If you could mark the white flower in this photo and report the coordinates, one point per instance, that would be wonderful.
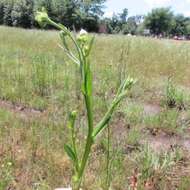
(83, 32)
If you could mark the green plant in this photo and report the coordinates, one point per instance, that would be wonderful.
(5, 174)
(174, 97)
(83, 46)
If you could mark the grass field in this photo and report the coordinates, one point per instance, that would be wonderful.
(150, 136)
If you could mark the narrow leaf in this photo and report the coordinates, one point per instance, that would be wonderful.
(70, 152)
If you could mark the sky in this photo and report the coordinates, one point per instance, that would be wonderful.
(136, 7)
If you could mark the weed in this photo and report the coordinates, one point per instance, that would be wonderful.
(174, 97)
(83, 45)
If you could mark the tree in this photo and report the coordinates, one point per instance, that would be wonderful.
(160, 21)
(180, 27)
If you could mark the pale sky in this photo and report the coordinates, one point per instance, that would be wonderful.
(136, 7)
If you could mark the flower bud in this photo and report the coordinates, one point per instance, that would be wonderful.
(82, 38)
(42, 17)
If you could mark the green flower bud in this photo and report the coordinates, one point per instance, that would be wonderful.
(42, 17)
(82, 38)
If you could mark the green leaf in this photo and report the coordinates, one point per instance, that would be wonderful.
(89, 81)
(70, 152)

....................

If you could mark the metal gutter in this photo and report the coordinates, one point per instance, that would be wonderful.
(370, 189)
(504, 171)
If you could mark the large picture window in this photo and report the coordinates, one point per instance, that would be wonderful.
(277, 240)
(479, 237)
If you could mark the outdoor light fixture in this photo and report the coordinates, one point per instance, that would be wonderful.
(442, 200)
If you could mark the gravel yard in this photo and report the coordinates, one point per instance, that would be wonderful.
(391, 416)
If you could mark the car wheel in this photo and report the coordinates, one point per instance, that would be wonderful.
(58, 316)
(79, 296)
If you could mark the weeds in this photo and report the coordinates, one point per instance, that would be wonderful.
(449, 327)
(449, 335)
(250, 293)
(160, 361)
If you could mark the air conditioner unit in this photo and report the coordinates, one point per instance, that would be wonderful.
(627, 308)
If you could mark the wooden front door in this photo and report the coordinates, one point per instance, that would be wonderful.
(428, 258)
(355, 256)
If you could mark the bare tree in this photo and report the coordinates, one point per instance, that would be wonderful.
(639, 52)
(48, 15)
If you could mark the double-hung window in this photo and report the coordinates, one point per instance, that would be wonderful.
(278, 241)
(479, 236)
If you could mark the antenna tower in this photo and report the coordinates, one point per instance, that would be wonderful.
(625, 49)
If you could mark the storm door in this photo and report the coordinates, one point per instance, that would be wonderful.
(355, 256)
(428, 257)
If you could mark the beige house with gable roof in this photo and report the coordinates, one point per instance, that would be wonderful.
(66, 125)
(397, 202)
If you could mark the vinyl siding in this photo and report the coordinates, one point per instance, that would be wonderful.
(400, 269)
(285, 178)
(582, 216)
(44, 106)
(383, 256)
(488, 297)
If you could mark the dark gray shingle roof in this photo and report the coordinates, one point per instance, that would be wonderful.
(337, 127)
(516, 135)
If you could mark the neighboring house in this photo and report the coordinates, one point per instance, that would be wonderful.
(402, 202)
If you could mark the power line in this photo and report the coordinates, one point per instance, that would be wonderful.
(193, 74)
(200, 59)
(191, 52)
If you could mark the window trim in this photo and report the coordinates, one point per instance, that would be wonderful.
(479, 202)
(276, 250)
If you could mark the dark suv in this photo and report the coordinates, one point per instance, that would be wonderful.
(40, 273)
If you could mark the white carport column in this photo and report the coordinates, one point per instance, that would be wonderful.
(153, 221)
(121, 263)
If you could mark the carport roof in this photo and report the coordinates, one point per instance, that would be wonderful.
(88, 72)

....................

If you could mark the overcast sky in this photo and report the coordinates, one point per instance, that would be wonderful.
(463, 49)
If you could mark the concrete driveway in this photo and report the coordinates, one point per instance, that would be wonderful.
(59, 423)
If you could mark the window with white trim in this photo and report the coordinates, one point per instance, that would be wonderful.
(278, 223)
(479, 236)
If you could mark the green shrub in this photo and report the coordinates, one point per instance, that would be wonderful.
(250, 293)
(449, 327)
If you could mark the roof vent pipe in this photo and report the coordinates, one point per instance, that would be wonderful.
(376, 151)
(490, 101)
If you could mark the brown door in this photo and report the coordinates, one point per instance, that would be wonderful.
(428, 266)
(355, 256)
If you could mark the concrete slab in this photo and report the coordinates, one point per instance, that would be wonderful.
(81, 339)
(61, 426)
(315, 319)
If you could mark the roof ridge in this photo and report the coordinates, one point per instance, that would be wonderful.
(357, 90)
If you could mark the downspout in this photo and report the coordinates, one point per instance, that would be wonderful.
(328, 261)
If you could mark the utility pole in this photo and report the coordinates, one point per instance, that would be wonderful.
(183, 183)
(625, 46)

....................

Please collect every line of the records that contains the string "with", treating uppercase and lowercase letters as different.

— Solution to this problem —
If you could mark the beige house with gable roof in this photo and report the coordinates, one point per instance, that would be wonderful.
If you could mark the window with white trim in this photo and report the coordinates, one point per instance, that would be wonderful.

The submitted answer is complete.